Since the launch of ChatGPT, It has been facing allegations of excessive censorship by the parent companies. Many think that being unable to converse with a chatbot about “negative” subjects infringes on free speech. While others think this is only alignment, where the model behaves according to what it perceives as the intention behind the prompt.
One could argue that the companies are justified in censoring as the chatbot’s responses will reflect the company’s PR goals. But how much censoring is too much censoring?
Developers and researchers across the OpenAI community forums have been complaining about ChatGPT having become “nearly useless” after flaming guardrails of the model deny even the very basic questions about subjects that might be morally and ethically questionable.
This is one of many users disgruntled that they cannot get any controversial questions answered:
“I have received this message
Multiple times this morning in the normal course of my work which is summarizing trending news stories. The first one was regarding Carl Weathers’ passing. The second was regarding an earthquake. These are not dangerous subjects and ChatGPT is getting censored to the point of being unusable. So we can’t talk about natural disasters or death, now? What’s next? This censorship is not helping the user experience and it’s detrimental to the general human experience. The devs at ChatGPT should not be allowed to censor our inputs to this degree. It is indicative of a small group of people (ChatGPT Devs) attempting to control the freedom of information and the press. I understand censoring things that are illegal or dangerous (I guess, to avoid any potential legal liability?) but now you can’t even write an article celebrating the life of a great actor or talking about earthquakes? This is ridiculous and unacceptable. I am asking for a refund for this month of service, and I am charging the devs at OpenAI to rethink their position and why they believe it’s their job to police and censor us, the paying user, to this degree.”
However, on the flip side, many people applaud OpenAI’s control over its generated content. stating that a censor-free model could lead people down very dark paths.
Censorship and Alignment in AI
Alignment refers to ensuring models behave according to what the intention of the prompt was. This comes down to the accuracy of prompt engineering. Prompts are in essence a body of text where the user defines, or rather describes, their intent. And by implication, the user describes the intended outcome in the prompt.
A process of optimizing prompts via an iterative process can aid in model alignment, where prompts are refined for specific models and use cases. Hence an iterative process of convergence to an optimal prompt for a specific solution.
One of the big arguments for censorship in LLMs is its potential to mitigate the spread of inappropriate content. These systems could inadvertently promote hate speech misinformation, without safeguards. It is also important if such AI chatbots are freely available to children to filter out explicit material.
But there are counters to that as well! Other than free speech, censorship in LLMs can become biased as the rules can be based on predefined algorithms. Additionally, cultural differences may influence what can be called objectionable, further complicating the issue.

## [Extracted material]

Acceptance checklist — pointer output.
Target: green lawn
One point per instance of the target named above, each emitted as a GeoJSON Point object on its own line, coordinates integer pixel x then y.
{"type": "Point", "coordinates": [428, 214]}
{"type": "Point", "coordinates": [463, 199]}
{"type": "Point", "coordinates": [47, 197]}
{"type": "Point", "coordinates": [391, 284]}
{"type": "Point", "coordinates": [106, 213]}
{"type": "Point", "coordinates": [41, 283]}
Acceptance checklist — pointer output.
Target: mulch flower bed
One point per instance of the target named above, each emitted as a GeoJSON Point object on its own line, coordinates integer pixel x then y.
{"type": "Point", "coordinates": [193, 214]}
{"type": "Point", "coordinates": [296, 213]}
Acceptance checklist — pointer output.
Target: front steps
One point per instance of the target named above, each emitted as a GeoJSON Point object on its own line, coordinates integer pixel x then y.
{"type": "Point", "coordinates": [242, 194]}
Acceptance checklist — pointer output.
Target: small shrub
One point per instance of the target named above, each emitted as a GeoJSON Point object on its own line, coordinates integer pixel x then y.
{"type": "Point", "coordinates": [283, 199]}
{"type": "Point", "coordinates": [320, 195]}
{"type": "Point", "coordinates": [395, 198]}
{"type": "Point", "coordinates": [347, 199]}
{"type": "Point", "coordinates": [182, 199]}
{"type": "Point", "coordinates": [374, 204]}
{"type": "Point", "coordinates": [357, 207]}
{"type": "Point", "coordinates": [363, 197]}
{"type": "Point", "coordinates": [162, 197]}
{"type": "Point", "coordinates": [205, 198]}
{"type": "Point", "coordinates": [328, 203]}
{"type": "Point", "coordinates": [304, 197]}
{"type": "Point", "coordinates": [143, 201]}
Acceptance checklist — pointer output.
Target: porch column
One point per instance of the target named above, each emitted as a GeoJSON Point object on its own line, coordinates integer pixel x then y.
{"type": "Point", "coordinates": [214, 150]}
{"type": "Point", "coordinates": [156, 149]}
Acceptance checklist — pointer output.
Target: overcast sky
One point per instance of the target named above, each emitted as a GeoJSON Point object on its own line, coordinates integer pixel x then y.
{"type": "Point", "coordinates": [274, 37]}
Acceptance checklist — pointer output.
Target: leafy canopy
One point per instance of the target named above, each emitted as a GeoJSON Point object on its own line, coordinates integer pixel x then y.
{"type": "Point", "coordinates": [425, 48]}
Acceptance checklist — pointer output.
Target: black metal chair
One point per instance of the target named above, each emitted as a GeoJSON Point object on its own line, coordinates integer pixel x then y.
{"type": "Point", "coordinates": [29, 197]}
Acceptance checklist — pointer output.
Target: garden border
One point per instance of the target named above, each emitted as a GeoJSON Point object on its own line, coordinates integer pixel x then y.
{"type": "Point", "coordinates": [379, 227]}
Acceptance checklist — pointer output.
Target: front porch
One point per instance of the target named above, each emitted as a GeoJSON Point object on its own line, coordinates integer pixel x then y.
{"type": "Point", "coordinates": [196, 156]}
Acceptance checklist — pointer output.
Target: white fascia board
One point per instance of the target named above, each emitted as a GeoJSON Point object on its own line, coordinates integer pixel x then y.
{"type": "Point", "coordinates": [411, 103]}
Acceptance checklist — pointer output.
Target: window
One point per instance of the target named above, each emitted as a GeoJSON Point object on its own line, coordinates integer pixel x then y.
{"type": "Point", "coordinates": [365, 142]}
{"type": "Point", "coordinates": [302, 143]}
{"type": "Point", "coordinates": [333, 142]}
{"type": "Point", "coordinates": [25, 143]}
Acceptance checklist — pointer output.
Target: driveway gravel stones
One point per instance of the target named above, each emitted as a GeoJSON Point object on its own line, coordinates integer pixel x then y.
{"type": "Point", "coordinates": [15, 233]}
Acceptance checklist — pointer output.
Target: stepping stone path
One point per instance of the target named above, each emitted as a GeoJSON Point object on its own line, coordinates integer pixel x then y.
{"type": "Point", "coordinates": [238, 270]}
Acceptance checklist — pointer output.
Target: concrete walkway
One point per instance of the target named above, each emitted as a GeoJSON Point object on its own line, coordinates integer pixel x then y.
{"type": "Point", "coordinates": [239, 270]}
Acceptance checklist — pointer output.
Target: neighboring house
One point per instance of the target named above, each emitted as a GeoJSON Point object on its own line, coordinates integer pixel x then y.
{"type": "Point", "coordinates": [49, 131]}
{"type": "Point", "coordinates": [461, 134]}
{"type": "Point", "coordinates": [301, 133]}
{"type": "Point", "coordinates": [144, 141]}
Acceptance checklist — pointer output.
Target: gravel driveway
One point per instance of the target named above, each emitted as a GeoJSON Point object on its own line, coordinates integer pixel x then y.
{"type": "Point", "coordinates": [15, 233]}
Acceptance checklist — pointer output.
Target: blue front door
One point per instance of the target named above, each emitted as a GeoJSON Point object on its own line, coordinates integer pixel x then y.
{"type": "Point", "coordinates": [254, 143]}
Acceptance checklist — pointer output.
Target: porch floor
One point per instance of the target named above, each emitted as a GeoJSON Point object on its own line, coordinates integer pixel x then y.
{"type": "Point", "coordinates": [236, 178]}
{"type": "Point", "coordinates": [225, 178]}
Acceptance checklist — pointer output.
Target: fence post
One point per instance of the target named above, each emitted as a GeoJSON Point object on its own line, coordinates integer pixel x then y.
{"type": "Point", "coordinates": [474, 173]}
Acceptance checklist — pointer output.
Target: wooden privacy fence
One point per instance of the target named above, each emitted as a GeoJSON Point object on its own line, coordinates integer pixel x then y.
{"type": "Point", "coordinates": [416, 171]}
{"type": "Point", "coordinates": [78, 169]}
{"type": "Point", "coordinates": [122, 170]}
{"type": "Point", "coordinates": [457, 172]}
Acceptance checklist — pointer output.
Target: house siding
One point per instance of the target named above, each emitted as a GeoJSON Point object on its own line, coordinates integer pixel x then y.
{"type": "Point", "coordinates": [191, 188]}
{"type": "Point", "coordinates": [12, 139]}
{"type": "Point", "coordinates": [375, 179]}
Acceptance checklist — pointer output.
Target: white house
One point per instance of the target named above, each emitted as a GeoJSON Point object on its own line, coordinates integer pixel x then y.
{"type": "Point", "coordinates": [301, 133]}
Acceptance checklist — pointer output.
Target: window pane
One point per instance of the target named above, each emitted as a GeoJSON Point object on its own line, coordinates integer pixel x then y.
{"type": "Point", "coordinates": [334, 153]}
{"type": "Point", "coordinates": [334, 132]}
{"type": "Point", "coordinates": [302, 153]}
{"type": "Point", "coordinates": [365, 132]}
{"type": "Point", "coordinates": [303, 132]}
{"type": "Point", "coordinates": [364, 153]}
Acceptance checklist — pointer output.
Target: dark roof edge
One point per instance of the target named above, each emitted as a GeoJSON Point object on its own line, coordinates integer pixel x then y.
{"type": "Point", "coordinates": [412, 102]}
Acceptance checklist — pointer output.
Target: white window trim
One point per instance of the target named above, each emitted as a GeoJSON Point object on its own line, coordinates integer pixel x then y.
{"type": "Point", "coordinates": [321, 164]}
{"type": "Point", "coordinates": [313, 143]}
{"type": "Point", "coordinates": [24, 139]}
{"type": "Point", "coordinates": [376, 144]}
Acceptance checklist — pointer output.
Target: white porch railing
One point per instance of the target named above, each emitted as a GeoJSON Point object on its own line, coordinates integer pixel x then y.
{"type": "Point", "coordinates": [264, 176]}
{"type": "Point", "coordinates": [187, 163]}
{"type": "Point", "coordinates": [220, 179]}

## [Problem requirements]
Transcribe the passage of the article on ChatGPT censorship from "Since the launch" to "behind the prompt.".

## [Response]
Since the launch of ChatGPT, It has been facing allegations of excessive censorship by the parent companies. Many think that being unable to converse with a chatbot about “negative” subjects infringes on free speech. While others think this is only alignment, where the model behaves according to what it perceives as the intention behind the prompt.